→ **SET PROBLEM**
Could you convert each line of the data below into a string in a JSON list, one string per line, leaving out blank lines?

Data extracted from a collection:
▬▬▬
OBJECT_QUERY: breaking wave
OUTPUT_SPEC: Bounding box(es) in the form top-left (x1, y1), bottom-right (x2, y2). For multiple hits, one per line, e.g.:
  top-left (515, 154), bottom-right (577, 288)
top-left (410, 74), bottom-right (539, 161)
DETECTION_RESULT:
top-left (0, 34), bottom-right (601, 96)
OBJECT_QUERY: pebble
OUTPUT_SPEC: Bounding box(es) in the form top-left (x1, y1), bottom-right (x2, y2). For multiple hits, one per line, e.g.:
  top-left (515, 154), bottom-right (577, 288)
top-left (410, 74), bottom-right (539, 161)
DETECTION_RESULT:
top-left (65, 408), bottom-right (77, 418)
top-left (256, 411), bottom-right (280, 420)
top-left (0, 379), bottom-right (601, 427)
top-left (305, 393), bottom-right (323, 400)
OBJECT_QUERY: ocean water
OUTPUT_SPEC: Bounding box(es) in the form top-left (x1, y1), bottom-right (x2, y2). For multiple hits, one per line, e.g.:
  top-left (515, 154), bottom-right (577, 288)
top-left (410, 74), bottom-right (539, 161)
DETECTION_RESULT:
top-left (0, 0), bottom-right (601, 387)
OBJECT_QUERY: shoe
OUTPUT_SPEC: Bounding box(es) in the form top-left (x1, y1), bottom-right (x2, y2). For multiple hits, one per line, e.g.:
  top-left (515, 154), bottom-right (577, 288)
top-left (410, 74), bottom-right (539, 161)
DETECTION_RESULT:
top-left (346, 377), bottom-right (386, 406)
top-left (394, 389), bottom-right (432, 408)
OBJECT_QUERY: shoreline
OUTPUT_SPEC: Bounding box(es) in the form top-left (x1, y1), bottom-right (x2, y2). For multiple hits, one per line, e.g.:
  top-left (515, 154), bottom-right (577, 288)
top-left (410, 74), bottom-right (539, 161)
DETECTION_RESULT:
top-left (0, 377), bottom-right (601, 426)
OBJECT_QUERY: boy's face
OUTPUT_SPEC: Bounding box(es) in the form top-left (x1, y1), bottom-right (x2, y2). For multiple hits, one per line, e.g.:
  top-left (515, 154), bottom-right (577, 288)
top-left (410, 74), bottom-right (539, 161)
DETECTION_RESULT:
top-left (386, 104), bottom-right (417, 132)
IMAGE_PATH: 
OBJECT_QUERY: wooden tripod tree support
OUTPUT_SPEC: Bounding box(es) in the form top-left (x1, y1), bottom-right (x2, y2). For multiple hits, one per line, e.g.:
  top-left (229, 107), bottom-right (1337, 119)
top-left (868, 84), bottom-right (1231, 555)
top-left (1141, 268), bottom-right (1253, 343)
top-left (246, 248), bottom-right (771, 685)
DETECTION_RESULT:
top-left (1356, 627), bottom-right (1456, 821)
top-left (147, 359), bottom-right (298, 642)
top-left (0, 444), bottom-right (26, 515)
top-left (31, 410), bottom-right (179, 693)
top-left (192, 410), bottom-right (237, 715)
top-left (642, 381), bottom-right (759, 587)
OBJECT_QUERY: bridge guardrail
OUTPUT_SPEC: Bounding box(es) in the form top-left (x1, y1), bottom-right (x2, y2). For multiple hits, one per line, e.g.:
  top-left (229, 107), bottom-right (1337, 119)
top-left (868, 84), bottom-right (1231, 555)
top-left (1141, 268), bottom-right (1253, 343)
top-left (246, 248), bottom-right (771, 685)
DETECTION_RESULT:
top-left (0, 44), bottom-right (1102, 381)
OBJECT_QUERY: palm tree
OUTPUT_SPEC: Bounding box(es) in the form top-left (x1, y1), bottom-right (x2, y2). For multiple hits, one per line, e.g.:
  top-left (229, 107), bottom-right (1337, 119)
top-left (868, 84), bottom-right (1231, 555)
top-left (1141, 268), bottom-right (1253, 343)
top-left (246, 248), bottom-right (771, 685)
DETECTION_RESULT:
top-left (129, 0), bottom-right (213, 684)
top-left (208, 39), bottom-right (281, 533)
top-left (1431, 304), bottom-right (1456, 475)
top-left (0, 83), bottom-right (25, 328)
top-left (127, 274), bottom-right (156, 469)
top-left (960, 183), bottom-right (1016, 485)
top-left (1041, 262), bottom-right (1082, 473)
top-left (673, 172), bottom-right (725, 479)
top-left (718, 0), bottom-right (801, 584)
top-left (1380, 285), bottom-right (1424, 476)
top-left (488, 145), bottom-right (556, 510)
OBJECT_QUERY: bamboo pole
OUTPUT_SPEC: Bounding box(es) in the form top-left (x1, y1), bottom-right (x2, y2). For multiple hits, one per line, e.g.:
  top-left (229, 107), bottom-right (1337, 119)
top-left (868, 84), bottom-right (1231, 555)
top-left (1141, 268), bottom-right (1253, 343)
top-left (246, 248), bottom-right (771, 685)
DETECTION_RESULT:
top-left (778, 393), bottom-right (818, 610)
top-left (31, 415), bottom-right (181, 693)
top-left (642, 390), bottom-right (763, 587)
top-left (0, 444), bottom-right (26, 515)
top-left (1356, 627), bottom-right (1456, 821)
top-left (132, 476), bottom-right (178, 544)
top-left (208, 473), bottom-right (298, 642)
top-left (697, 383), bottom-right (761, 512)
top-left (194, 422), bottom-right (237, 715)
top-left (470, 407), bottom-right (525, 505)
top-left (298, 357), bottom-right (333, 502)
▬▬▬
→ **REPLY TO THE EXERCISE**
[
  "OBJECT_QUERY: breaking wave",
  "OUTPUT_SPEC: Bounding box(es) in the form top-left (x1, y1), bottom-right (x2, y2). For multiple hits, one per line, e.g.:",
  "  top-left (515, 154), bottom-right (577, 288)",
  "top-left (410, 74), bottom-right (539, 161)",
  "DETECTION_RESULT:",
  "top-left (0, 34), bottom-right (601, 96)",
  "OBJECT_QUERY: pebble",
  "OUTPUT_SPEC: Bounding box(es) in the form top-left (x1, y1), bottom-right (x2, y2). For multiple hits, one per line, e.g.:",
  "  top-left (515, 154), bottom-right (577, 288)",
  "top-left (410, 74), bottom-right (539, 161)",
  "DETECTION_RESULT:",
  "top-left (65, 408), bottom-right (77, 418)",
  "top-left (256, 411), bottom-right (280, 420)",
  "top-left (0, 379), bottom-right (601, 427)",
  "top-left (305, 393), bottom-right (323, 400)",
  "OBJECT_QUERY: ocean water",
  "OUTPUT_SPEC: Bounding box(es) in the form top-left (x1, y1), bottom-right (x2, y2). For multiple hits, one per line, e.g.:",
  "  top-left (515, 154), bottom-right (577, 288)",
  "top-left (410, 74), bottom-right (539, 161)",
  "DETECTION_RESULT:",
  "top-left (0, 0), bottom-right (601, 387)",
  "OBJECT_QUERY: shoe",
  "OUTPUT_SPEC: Bounding box(es) in the form top-left (x1, y1), bottom-right (x2, y2). For multiple hits, one per line, e.g.:",
  "  top-left (515, 154), bottom-right (577, 288)",
  "top-left (410, 74), bottom-right (539, 161)",
  "DETECTION_RESULT:",
  "top-left (346, 377), bottom-right (386, 406)",
  "top-left (394, 389), bottom-right (432, 408)",
  "OBJECT_QUERY: shoreline",
  "OUTPUT_SPEC: Bounding box(es) in the form top-left (x1, y1), bottom-right (x2, y2). For multiple hits, one per line, e.g.:",
  "  top-left (515, 154), bottom-right (577, 288)",
  "top-left (410, 74), bottom-right (539, 161)",
  "DETECTION_RESULT:",
  "top-left (0, 377), bottom-right (601, 426)",
  "OBJECT_QUERY: boy's face",
  "OUTPUT_SPEC: Bounding box(es) in the form top-left (x1, y1), bottom-right (x2, y2). For multiple hits, one per line, e.g.:",
  "  top-left (515, 154), bottom-right (577, 288)",
  "top-left (410, 74), bottom-right (539, 161)",
  "DETECTION_RESULT:",
  "top-left (386, 104), bottom-right (417, 132)",
  "IMAGE_PATH: ",
  "OBJECT_QUERY: wooden tripod tree support",
  "OUTPUT_SPEC: Bounding box(es) in the form top-left (x1, y1), bottom-right (x2, y2). For multiple hits, one per line, e.g.:",
  "  top-left (229, 107), bottom-right (1337, 119)",
  "top-left (868, 84), bottom-right (1231, 555)",
  "top-left (1141, 268), bottom-right (1253, 343)",
  "top-left (246, 248), bottom-right (771, 685)",
  "DETECTION_RESULT:",
  "top-left (1356, 627), bottom-right (1456, 821)",
  "top-left (147, 359), bottom-right (298, 642)",
  "top-left (0, 444), bottom-right (26, 515)",
  "top-left (31, 410), bottom-right (179, 693)",
  "top-left (192, 410), bottom-right (237, 715)",
  "top-left (642, 381), bottom-right (759, 587)",
  "OBJECT_QUERY: bridge guardrail",
  "OUTPUT_SPEC: Bounding box(es) in the form top-left (x1, y1), bottom-right (x2, y2). For multiple hits, one per line, e.g.:",
  "  top-left (229, 107), bottom-right (1337, 119)",
  "top-left (868, 84), bottom-right (1231, 555)",
  "top-left (1141, 268), bottom-right (1253, 343)",
  "top-left (246, 248), bottom-right (771, 685)",
  "DETECTION_RESULT:",
  "top-left (0, 44), bottom-right (1102, 381)",
  "OBJECT_QUERY: palm tree",
  "OUTPUT_SPEC: Bounding box(es) in the form top-left (x1, y1), bottom-right (x2, y2). For multiple hits, one per line, e.g.:",
  "  top-left (229, 107), bottom-right (1337, 119)",
  "top-left (868, 84), bottom-right (1231, 555)",
  "top-left (1141, 268), bottom-right (1253, 343)",
  "top-left (246, 248), bottom-right (771, 685)",
  "DETECTION_RESULT:",
  "top-left (129, 0), bottom-right (213, 684)",
  "top-left (208, 39), bottom-right (281, 533)",
  "top-left (1431, 304), bottom-right (1456, 475)",
  "top-left (0, 83), bottom-right (25, 328)",
  "top-left (127, 274), bottom-right (156, 469)",
  "top-left (960, 183), bottom-right (1016, 485)",
  "top-left (1041, 262), bottom-right (1082, 473)",
  "top-left (673, 172), bottom-right (725, 479)",
  "top-left (718, 0), bottom-right (801, 584)",
  "top-left (1380, 285), bottom-right (1424, 476)",
  "top-left (488, 145), bottom-right (556, 510)",
  "OBJECT_QUERY: bamboo pole",
  "OUTPUT_SPEC: Bounding box(es) in the form top-left (x1, y1), bottom-right (x2, y2). For multiple hits, one per line, e.g.:",
  "  top-left (229, 107), bottom-right (1337, 119)",
  "top-left (868, 84), bottom-right (1231, 555)",
  "top-left (1141, 268), bottom-right (1253, 343)",
  "top-left (246, 248), bottom-right (771, 685)",
  "DETECTION_RESULT:",
  "top-left (778, 393), bottom-right (818, 610)",
  "top-left (31, 415), bottom-right (181, 693)",
  "top-left (642, 390), bottom-right (763, 587)",
  "top-left (0, 444), bottom-right (26, 515)",
  "top-left (1356, 627), bottom-right (1456, 821)",
  "top-left (132, 476), bottom-right (178, 544)",
  "top-left (208, 473), bottom-right (298, 642)",
  "top-left (697, 383), bottom-right (761, 512)",
  "top-left (194, 422), bottom-right (237, 715)",
  "top-left (470, 407), bottom-right (525, 505)",
  "top-left (298, 357), bottom-right (333, 502)"
]